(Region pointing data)

-*-

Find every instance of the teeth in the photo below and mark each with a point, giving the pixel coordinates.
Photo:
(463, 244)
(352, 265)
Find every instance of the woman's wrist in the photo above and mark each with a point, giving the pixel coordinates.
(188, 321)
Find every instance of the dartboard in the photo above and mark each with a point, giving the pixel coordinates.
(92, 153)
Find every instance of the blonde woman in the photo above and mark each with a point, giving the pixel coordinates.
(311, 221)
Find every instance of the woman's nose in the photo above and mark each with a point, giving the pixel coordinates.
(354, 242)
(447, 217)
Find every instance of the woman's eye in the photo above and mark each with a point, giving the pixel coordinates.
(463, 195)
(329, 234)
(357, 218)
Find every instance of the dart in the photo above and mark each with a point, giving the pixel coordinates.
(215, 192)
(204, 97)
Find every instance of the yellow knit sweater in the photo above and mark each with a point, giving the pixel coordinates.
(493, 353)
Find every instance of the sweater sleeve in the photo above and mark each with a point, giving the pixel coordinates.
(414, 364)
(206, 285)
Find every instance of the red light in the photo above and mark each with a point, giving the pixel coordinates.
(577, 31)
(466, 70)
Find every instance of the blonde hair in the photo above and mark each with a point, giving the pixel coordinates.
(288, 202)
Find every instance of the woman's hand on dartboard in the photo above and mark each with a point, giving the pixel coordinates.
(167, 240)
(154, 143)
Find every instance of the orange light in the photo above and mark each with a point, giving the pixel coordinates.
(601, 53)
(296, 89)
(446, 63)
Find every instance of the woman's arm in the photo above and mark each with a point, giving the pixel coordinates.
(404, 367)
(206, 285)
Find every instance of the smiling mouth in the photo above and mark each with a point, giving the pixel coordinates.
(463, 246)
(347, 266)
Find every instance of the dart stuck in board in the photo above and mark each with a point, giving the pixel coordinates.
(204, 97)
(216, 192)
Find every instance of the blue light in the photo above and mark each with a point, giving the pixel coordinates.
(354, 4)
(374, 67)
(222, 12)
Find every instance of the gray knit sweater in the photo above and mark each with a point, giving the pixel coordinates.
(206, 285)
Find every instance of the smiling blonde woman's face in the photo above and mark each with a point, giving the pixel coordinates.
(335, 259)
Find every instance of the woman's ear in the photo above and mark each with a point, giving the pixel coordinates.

-*-

Exercise prompt |
Copy out every line of the data above, exactly as given.

Result of this exercise |
Find every instance of the teeth in the photo below and mark each with a point, giving the pixel coordinates.
Photo:
(463, 244)
(352, 265)
Find every instance of the woman's wrist in the photo above and mark each with a point, giving the pixel coordinates.
(188, 321)
Find every instance of the dartboard in the photo above and mark each with a point, giving the pixel coordinates.
(92, 153)
Find every instance of the blonde woman in the photo above and mark each with a point, giving the pixel coordinates.
(311, 221)
Find every instance of the woman's nose in the photo above and mark each with a point, giving the pixel coordinates.
(354, 242)
(447, 217)
Find every instance of the woman's eye in the photo above and mark each with a point, giving the pixel coordinates.
(463, 195)
(329, 234)
(357, 218)
Find every instance of the dart in the photo above and mark each with a point, giving the pixel coordinates.
(215, 192)
(204, 97)
Find every instance of the yellow knit sweater in the photo above and mark each with a point, giving the pixel coordinates.
(493, 353)
Find every instance of the sweater sleeve in the photo above and mark each with a point, giving the pixel coordinates.
(414, 364)
(206, 285)
Find every instance of the red light in the photo above and mark each with a point, giving the pixel coordinates.
(577, 31)
(466, 70)
Find every instance of the blonde hair in the photo above and mark each with a point, giving the pixel coordinates.
(288, 202)
Find every instance of the woman's hand on dartboard in the photo above and mark each with a point, giving the pixel coordinates.
(167, 240)
(154, 143)
Find every instance of the orange light in the photo above and mark each with a point, giving the pixel coordinates.
(601, 53)
(296, 89)
(446, 63)
Find every instance of the woman's arm in the photo above and mark each with a point, giving the pixel coordinates.
(404, 367)
(206, 285)
Find every instance of the smiling mouth in the photo above and mark each with a point, giving the pixel coordinates.
(463, 246)
(347, 266)
Find every instance of the dart stuck in board in the photo above and mark each with a point, giving the pixel coordinates.
(204, 97)
(216, 192)
Find every instance of the blue light in the photo above and mark each with a point, giving the pixel coordinates.
(354, 4)
(374, 67)
(222, 12)
Find every instance of the gray knit sweater in the photo above and mark each with a point, giving the pixel coordinates.
(206, 285)
Find every instance of the smiling blonde woman's face in the photo above and mark each with a point, giving the pixel coordinates.
(335, 259)
Find every instance of the woman's ear in the photo above and mark each with a point, giving the pixel coordinates.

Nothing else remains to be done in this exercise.